'''

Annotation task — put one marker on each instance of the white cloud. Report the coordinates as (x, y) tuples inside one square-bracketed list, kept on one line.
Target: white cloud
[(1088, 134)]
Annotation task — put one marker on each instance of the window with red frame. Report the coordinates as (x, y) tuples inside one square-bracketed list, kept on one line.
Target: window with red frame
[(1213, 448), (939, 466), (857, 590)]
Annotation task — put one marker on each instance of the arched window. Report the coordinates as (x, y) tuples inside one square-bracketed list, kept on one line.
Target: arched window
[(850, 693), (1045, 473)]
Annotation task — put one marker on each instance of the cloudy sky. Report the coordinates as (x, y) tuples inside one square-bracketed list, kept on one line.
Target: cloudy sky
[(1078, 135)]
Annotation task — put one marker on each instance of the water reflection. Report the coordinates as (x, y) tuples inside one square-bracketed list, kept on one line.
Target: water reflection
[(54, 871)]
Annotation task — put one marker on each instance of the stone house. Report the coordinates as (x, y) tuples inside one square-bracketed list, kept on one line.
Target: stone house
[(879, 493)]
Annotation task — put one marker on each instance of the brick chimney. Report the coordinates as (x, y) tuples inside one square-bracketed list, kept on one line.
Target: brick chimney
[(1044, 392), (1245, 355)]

'''

• [Exercise prompt]: Each record above should be returned exactly as it appears.

• [Answer section]:
Annotation task — put one marker on each instance of the white cloud. Report the coordinates as (x, y) tuples inside one square-bracketed list, kept on one line.
Target: white cloud
[(1088, 134)]
Annotation task — put one marker on each instance of the window with red frame. Report the coordinates as (x, y) tuples inside one square-bracketed list, kept on one line.
Target: window with red frame
[(1213, 448), (939, 466), (857, 590)]
Annotation task — put one marker on each instance of the arched window. Report the coordinates as (x, y) tuples inside one square-bracketed list, kept on one line.
Target: arched window
[(850, 693), (1045, 473)]
Annotation task — put one marker on each instance of the cloudy sky. Report the coordinates as (x, y) tuples inside one square-bracketed list, kept on one line.
Target: cloudy sky
[(1078, 135)]
Annotation task — put one marker on each instance of the water reflection. Report the coordinates as (x, y) tuples inside one square-bracketed list, kept on one line.
Target: water reflection
[(54, 871)]
Annotation task — put one marker on each instance of the stone house. Report the coordinates as (x, y) tuples inside one square-bracketed list, kept on one line.
Target: stone house
[(879, 493)]
Annotation task — put one marker on each instance of the brick chimney. Report the coordinates as (x, y) tuples inside one square-bracketed list, kept on one line.
Target: brick chimney
[(1044, 392), (1245, 355)]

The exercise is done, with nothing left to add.